** Opening Exercise data block **

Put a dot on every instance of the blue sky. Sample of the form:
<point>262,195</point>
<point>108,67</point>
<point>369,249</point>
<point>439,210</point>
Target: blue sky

** Closing Exercise data block **

**Exercise aim**. Please return all of the entries above, exactly and completely.

**Answer to the problem**.
Put a dot on every instance of the blue sky. Sample of the form:
<point>262,195</point>
<point>108,67</point>
<point>369,249</point>
<point>439,210</point>
Target: blue sky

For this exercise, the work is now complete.